◆ Exercise aim ◆
List each line from the entries below that contains the string "stabilizer", copying every such line in full.

Entries for identifying locations:
○ ○ ○ ○ ○ ○ ○
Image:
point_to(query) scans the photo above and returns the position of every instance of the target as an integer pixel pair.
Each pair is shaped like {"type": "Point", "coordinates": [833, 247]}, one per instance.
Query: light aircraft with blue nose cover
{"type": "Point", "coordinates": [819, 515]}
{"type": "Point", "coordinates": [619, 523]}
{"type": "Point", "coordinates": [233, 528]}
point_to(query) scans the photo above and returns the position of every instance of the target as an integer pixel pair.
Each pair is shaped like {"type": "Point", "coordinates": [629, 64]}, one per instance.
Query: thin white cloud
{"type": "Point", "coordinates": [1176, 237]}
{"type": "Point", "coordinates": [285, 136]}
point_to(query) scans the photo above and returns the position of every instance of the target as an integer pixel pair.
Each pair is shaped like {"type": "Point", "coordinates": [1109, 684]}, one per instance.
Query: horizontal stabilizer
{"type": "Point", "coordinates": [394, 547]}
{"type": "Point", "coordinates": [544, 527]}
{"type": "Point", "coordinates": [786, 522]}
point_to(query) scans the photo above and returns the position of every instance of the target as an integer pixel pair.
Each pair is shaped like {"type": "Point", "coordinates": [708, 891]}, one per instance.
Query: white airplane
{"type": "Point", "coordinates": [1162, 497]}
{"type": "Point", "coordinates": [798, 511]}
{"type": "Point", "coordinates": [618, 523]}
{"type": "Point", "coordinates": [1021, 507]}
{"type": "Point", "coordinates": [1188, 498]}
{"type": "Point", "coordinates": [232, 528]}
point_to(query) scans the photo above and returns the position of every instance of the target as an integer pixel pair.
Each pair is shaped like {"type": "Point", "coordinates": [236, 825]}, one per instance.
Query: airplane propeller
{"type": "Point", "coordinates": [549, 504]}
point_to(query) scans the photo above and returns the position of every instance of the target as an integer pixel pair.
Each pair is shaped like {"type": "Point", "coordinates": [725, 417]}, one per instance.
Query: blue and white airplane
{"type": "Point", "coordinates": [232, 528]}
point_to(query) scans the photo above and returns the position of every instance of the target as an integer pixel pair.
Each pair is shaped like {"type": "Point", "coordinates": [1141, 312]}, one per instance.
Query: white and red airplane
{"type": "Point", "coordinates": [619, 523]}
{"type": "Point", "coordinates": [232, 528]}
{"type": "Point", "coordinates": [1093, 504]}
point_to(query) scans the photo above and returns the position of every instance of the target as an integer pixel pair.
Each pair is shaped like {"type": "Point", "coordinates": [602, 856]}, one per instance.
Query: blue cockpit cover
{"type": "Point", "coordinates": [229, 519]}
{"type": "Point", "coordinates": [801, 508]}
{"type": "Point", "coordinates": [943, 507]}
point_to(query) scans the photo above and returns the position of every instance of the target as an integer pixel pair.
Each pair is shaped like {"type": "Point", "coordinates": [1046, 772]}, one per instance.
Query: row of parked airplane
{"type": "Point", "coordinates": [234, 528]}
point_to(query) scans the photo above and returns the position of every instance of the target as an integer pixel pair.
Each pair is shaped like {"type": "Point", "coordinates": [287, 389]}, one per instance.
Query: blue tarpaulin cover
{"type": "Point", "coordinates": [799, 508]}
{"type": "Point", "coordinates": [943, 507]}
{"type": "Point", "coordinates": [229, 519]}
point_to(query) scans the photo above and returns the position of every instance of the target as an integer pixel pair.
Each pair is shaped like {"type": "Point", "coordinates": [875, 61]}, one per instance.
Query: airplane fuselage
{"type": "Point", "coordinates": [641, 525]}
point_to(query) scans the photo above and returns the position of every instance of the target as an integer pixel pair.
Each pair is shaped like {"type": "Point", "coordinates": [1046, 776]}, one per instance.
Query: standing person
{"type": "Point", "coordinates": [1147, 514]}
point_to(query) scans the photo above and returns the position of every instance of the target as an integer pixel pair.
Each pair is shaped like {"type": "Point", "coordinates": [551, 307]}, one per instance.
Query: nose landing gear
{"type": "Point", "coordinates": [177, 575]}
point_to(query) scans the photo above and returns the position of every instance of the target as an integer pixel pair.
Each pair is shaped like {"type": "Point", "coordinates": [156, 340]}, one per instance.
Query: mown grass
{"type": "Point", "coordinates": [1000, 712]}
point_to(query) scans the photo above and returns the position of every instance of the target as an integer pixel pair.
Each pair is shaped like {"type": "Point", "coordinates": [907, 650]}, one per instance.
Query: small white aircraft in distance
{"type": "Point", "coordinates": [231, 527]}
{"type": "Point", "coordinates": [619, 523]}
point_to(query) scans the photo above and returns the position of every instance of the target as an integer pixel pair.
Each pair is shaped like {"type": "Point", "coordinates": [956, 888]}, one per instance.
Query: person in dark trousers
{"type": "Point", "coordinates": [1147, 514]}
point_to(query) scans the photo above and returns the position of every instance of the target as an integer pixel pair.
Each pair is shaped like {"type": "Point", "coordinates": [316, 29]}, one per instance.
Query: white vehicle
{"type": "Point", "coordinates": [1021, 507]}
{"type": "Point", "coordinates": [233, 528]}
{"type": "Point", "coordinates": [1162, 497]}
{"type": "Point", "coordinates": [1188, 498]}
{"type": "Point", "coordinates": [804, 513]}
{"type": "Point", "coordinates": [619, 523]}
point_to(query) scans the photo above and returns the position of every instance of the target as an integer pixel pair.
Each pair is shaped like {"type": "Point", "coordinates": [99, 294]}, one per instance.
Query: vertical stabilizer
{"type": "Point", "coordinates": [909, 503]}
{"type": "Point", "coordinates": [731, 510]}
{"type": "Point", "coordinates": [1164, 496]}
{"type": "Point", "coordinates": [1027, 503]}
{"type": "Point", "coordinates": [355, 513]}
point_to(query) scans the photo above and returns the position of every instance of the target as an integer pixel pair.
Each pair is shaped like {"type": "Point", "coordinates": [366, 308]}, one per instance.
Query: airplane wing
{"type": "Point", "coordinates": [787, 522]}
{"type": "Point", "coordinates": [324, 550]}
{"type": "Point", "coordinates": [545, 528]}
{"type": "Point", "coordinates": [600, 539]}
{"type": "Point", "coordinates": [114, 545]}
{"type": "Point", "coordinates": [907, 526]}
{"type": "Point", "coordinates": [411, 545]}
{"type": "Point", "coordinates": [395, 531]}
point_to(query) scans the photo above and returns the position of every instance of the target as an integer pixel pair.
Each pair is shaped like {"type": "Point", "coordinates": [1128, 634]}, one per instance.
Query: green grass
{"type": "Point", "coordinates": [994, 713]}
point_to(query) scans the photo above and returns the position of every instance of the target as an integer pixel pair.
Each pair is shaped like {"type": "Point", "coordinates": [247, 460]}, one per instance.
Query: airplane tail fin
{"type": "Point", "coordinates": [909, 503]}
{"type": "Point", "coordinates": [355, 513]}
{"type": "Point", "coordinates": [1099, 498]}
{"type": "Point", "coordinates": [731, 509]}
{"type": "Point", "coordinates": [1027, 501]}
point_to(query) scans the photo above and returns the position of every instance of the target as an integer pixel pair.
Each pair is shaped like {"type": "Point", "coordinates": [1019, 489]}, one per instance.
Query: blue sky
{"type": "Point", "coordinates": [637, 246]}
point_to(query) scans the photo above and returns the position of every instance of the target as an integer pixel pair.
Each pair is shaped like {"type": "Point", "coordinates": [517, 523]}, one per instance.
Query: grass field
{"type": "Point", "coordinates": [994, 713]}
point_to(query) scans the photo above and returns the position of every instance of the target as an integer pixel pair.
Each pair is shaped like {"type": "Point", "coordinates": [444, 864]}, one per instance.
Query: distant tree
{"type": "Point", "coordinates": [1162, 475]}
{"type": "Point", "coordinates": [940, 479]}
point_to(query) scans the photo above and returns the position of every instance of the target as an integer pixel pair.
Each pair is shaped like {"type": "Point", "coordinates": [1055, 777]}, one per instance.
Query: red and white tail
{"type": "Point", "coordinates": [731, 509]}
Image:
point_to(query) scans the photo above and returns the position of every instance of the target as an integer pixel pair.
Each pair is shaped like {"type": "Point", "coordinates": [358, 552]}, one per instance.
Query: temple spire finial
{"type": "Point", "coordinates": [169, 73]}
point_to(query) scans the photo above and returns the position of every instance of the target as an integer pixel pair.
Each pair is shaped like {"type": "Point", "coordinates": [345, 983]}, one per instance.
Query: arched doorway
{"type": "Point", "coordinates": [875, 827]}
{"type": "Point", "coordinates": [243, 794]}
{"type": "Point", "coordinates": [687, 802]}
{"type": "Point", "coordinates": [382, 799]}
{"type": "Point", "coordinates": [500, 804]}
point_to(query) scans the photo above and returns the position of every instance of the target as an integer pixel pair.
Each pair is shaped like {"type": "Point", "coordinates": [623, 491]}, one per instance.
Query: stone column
○ ○ ○ ○ ○ ○ ○
◆ Reply ◆
Query: horizontal stabilizer
Query: vertical stabilizer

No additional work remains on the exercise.